Output every line of the items below verbatim, character for character, with no additions, omissions, or changes.
──────
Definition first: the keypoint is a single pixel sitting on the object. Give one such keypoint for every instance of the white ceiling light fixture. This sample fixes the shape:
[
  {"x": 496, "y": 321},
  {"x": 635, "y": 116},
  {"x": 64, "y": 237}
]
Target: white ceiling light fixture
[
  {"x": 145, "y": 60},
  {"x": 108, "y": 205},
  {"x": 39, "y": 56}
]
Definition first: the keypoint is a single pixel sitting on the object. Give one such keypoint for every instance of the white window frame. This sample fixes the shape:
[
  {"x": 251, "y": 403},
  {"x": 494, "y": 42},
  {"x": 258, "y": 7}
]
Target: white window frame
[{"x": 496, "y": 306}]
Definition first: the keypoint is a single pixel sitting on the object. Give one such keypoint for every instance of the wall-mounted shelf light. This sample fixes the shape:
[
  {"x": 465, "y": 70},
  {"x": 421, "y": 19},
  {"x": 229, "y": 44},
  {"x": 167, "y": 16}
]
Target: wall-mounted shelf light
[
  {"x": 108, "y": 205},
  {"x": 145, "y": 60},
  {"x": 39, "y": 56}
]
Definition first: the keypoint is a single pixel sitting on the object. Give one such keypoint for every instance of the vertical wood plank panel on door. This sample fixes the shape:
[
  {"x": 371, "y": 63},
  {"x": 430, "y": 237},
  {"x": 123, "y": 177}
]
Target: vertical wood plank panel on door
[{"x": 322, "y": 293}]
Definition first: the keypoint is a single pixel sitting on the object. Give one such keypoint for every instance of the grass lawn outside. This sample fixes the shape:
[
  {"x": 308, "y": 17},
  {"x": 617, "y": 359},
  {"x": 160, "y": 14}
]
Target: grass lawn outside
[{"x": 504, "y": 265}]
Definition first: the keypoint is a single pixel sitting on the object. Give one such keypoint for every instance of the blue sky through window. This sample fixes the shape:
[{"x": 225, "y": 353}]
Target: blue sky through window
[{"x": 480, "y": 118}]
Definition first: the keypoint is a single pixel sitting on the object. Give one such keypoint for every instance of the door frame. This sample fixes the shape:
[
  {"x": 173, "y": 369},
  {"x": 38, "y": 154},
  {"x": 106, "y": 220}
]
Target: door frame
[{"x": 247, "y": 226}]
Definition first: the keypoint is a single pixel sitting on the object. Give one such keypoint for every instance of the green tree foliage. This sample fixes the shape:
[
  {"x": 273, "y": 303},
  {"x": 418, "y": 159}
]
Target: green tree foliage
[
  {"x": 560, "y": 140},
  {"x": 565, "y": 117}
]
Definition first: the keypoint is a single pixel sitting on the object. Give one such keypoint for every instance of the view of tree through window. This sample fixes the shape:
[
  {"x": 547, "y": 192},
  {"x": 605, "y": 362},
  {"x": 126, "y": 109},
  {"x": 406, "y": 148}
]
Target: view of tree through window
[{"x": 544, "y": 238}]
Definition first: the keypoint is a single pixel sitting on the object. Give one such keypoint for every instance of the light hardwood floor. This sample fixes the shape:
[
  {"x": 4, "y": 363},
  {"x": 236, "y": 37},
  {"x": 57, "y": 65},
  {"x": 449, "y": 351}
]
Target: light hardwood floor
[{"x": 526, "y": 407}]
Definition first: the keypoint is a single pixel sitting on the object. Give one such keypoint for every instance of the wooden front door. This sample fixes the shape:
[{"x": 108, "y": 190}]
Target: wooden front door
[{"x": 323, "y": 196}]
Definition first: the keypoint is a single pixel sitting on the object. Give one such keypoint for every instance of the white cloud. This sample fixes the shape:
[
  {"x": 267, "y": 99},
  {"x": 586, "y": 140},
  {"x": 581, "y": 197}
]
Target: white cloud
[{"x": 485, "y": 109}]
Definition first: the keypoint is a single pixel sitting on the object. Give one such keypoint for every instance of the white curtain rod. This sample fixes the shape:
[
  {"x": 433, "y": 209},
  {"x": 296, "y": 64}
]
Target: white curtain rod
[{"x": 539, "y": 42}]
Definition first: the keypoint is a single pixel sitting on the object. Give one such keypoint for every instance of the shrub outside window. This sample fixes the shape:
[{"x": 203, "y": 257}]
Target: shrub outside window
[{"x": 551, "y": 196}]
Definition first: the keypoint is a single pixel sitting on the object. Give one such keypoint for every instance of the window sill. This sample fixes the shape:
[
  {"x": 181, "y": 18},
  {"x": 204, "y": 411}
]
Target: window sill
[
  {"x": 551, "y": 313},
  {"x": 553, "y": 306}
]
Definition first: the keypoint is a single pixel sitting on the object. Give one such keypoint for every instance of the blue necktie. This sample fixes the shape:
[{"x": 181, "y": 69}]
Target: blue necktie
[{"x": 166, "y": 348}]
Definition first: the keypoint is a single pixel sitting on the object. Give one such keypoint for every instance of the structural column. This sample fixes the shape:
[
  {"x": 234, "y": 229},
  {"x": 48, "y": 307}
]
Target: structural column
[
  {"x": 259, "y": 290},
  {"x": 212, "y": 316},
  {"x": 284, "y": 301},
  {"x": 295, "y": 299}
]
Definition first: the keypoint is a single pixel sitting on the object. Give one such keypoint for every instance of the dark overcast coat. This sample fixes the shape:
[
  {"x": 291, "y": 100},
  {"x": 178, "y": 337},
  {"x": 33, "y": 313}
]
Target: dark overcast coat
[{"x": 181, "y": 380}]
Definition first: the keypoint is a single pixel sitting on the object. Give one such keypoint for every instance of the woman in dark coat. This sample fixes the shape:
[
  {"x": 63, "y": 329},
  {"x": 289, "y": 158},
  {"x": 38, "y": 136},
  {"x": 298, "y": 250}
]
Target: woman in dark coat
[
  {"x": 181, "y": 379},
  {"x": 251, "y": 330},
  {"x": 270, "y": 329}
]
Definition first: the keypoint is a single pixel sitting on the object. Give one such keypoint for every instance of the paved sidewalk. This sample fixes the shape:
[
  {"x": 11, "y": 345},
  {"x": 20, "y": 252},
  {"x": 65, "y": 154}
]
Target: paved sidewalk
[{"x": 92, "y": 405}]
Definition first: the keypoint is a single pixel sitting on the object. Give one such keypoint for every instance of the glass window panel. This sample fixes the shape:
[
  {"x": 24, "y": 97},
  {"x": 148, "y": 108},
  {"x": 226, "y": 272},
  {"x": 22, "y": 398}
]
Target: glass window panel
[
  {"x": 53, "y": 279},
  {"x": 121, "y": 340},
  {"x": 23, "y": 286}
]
──────
• **EXERCISE OUTPUT**
Definition first: the keypoint is a single pixel sitting on the object. Give one such keypoint for every instance of the white ceiling light fixture. This sample fixes the shape:
[
  {"x": 496, "y": 321},
  {"x": 635, "y": 116},
  {"x": 64, "y": 237}
]
Target: white ceiling light fixture
[
  {"x": 145, "y": 60},
  {"x": 108, "y": 205},
  {"x": 39, "y": 56}
]
Definition first: the keypoint is a single pixel sitting on the object. Give one such keypoint for every instance of the white window frame. This sample fixes the shape:
[
  {"x": 251, "y": 403},
  {"x": 494, "y": 42},
  {"x": 258, "y": 7}
]
Target: white window frame
[{"x": 496, "y": 306}]
Definition first: the keypoint is a single pixel sitting on the object. Give one such keypoint for every instance of the wall-mounted shelf light. This sample fixes the shape:
[
  {"x": 465, "y": 70},
  {"x": 421, "y": 19},
  {"x": 229, "y": 44},
  {"x": 167, "y": 16}
]
Target: wall-mounted shelf light
[
  {"x": 108, "y": 205},
  {"x": 145, "y": 60},
  {"x": 39, "y": 56}
]
Definition first: the keypoint is a single pixel sitting on the object. Give one such keypoint for every instance of the vertical wood plank panel on door. This sample fixes the shape:
[
  {"x": 371, "y": 63},
  {"x": 430, "y": 237},
  {"x": 123, "y": 177}
]
Target: vertical wood plank panel on door
[{"x": 322, "y": 293}]
Definition first: the keypoint is a single pixel sitting on the object. Give one such keypoint for every instance of the grass lawn outside. This sample fixes the shape:
[
  {"x": 308, "y": 17},
  {"x": 617, "y": 359},
  {"x": 160, "y": 14}
]
Target: grass lawn outside
[{"x": 504, "y": 265}]
Definition first: the keypoint is a single pixel sitting on the object. Give one such keypoint for every instance of the blue sky through window. This sample fixes the shape:
[{"x": 225, "y": 353}]
Target: blue sky through window
[{"x": 480, "y": 118}]
Definition first: the keypoint is a single pixel sitting on the object. Give one such keypoint for every instance of the door frame. This sample fixes the shape:
[
  {"x": 173, "y": 369},
  {"x": 38, "y": 154},
  {"x": 106, "y": 220}
]
Target: door frame
[{"x": 247, "y": 226}]
Definition first: the keypoint is a single pixel sitting on the object. Give one such keypoint for every instance of the green tree foliage. This sample fixes the shape:
[
  {"x": 273, "y": 303},
  {"x": 418, "y": 159}
]
Target: green tree foliage
[
  {"x": 560, "y": 140},
  {"x": 565, "y": 117}
]
Definition first: the keypoint is a single pixel sitting on the object. Give one such keypoint for every instance of the view of tree through window. This sample fixes the shape:
[
  {"x": 547, "y": 192},
  {"x": 605, "y": 362},
  {"x": 126, "y": 109},
  {"x": 406, "y": 148}
]
Target: view of tree through window
[{"x": 544, "y": 238}]
Definition first: the keypoint is a single pixel sitting on the object. Give one such keypoint for every instance of the light hardwood floor. This sample fixes the shape:
[
  {"x": 4, "y": 363},
  {"x": 236, "y": 37},
  {"x": 57, "y": 65},
  {"x": 449, "y": 351}
]
Target: light hardwood floor
[{"x": 526, "y": 407}]
Definition first: the keypoint is a single pixel sitting on the object. Give one such keypoint for every instance of the wooden front door. This sample fixes the shape:
[{"x": 108, "y": 190}]
Target: wooden front door
[{"x": 323, "y": 196}]
Definition first: the keypoint is a single pixel sitting on the object. Give one such keypoint for every instance of the white cloud. This sample fixes the shape:
[
  {"x": 267, "y": 99},
  {"x": 586, "y": 140},
  {"x": 581, "y": 197}
]
Target: white cloud
[{"x": 485, "y": 109}]
Definition first: the keypoint is a single pixel sitting on the object. Give one such keypoint for every instance of the white curtain rod. This sample fixes the shape:
[
  {"x": 433, "y": 209},
  {"x": 296, "y": 64}
]
Target: white curtain rod
[{"x": 539, "y": 42}]
Definition first: the keypoint is a single pixel sitting on the object. Give one such keypoint for every instance of the shrub outside window. This sample fixes the shape:
[{"x": 203, "y": 257}]
Target: shrub outside window
[{"x": 551, "y": 196}]
Definition first: the keypoint is a single pixel sitting on the object. Give one such keypoint for every instance of the window sill. This sample fixes the shape:
[
  {"x": 181, "y": 18},
  {"x": 204, "y": 411}
]
Target: window sill
[
  {"x": 551, "y": 313},
  {"x": 553, "y": 306}
]
Definition first: the keypoint is a single pixel sitting on the object. Give one such keypoint for every instance of the blue necktie. This sample fixes the shape:
[{"x": 181, "y": 69}]
Target: blue necktie
[{"x": 166, "y": 348}]
Definition first: the keypoint is a single pixel sitting on the object. Give one such keypoint for every instance of the structural column. This sample fixes the shape:
[
  {"x": 234, "y": 229},
  {"x": 48, "y": 307}
]
Target: structural column
[
  {"x": 259, "y": 290},
  {"x": 212, "y": 316},
  {"x": 284, "y": 301},
  {"x": 295, "y": 299}
]
Definition first: the keypoint is a single pixel sitting on the object. Give one such keypoint for every instance of the dark overcast coat. This sample fixes the shape:
[
  {"x": 291, "y": 100},
  {"x": 178, "y": 337},
  {"x": 33, "y": 313}
]
Target: dark overcast coat
[{"x": 181, "y": 380}]
Definition first: the keypoint is a single pixel sitting on the object. Give one such keypoint for every instance of the woman in dark coat. This sample fixes the shape:
[
  {"x": 63, "y": 329},
  {"x": 289, "y": 158},
  {"x": 38, "y": 136},
  {"x": 298, "y": 250}
]
Target: woman in dark coat
[
  {"x": 181, "y": 379},
  {"x": 251, "y": 330},
  {"x": 270, "y": 329}
]
Definition first: the keypoint is a single pixel sitting on the object. Give one such keypoint for every instance of the paved sidewalk. This sample fixes the shape:
[
  {"x": 11, "y": 345},
  {"x": 20, "y": 252},
  {"x": 65, "y": 154}
]
Target: paved sidewalk
[{"x": 92, "y": 405}]
Definition first: the keypoint is a single pixel sitting on the object. Give one such keypoint for every instance of the glass window panel. This sample fixes the shape:
[
  {"x": 24, "y": 97},
  {"x": 148, "y": 108},
  {"x": 226, "y": 272},
  {"x": 22, "y": 398}
]
Target: glass window panel
[
  {"x": 53, "y": 279},
  {"x": 121, "y": 340},
  {"x": 23, "y": 286}
]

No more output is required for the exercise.